Show each line of the data below that contains the string "window", copied in full.

•••••

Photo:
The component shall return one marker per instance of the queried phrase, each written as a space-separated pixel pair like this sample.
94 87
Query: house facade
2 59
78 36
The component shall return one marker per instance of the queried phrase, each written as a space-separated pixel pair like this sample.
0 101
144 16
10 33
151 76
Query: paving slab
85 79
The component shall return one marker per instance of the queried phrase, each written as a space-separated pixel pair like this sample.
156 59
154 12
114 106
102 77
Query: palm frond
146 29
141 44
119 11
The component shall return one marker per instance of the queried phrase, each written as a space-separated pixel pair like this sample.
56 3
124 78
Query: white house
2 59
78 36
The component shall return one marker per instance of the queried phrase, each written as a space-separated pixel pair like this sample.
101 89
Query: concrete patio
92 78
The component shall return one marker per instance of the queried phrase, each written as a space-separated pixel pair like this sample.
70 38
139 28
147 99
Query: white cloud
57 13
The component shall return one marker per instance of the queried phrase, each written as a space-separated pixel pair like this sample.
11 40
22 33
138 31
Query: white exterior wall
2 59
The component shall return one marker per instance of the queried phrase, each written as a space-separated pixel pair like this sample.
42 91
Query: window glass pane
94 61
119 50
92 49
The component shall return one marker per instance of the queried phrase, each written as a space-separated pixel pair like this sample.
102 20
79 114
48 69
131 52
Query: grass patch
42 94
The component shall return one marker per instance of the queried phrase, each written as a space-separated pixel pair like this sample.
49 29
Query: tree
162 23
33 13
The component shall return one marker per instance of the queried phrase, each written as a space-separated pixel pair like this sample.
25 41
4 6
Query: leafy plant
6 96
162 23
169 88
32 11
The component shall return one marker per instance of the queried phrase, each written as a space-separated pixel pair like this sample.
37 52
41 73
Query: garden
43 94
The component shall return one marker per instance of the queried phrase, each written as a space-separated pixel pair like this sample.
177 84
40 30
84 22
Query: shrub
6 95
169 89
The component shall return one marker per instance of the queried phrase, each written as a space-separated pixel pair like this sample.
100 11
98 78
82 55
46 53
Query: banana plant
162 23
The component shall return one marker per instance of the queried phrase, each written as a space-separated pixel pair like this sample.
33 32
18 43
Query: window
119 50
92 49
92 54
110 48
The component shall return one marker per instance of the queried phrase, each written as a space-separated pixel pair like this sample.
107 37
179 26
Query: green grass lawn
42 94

•••••

Answer to this exercise
Query: window glass pane
Query: window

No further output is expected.